#### Exercise prompt
The records below are to be duplicated character for character.

====

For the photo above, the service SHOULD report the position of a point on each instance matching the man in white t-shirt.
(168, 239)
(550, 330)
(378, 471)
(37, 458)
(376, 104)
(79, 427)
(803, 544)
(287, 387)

====

#### Response to this exercise
For the photo above, the service SHOULD report the position of a point on each instance matching the man in white t-shirt.
(168, 239)
(550, 330)
(378, 471)
(37, 458)
(376, 104)
(79, 427)
(803, 544)
(287, 387)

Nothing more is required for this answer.